● EXERCISE INSTRUCTIONS
Count the lines in the entries below that contain the string "blue", matching case exactly. Reply with the number only.

● LISTING
· · · · ·
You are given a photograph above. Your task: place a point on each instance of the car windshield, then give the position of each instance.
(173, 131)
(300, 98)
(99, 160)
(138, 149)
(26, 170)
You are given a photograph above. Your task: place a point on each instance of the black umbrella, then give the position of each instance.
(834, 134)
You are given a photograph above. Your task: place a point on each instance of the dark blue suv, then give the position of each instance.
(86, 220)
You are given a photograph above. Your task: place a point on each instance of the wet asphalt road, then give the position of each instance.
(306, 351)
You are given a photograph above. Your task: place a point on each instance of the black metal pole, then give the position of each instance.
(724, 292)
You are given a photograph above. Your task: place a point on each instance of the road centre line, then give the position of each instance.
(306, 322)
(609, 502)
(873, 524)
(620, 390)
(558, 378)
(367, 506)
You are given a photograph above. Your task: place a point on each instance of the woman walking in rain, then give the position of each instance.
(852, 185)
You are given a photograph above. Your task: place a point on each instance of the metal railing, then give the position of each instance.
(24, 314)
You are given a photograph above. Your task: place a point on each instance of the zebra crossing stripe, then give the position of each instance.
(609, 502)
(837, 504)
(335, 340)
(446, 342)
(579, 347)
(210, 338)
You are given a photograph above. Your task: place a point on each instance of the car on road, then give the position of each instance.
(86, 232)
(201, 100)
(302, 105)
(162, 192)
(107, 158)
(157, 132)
· · · · ·
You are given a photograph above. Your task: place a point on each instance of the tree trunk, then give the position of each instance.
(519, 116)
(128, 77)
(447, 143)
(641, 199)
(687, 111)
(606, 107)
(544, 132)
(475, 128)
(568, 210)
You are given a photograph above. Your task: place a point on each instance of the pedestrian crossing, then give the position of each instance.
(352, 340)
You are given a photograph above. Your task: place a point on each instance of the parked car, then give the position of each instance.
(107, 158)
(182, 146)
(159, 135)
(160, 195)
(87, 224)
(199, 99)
· · · · ·
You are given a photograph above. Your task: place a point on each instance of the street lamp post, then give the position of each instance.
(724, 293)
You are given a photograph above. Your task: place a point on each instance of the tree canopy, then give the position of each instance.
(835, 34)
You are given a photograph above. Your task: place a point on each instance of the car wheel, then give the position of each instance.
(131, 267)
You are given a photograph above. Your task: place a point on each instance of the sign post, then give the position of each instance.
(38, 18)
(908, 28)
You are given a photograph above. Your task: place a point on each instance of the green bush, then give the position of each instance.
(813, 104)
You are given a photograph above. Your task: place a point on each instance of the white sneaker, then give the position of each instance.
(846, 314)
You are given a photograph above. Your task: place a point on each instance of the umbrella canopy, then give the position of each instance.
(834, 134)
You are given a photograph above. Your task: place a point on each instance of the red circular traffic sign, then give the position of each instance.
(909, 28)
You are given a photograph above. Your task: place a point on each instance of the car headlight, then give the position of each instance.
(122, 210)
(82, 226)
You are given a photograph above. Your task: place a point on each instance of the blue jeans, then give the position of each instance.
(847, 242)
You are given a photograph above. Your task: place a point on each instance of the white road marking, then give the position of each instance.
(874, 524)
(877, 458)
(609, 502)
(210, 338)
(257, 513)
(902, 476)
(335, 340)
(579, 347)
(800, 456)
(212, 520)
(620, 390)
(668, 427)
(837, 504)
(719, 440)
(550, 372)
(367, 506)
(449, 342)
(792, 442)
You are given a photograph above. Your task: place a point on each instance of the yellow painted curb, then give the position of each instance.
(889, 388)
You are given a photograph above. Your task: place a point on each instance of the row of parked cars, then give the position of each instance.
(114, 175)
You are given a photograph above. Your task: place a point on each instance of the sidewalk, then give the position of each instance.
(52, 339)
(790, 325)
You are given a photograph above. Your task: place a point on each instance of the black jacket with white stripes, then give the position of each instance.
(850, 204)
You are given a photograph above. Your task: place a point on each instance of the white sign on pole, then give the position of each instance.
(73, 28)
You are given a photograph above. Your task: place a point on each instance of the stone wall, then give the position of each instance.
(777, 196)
· · · · ·
● WRITTEN REPLY
2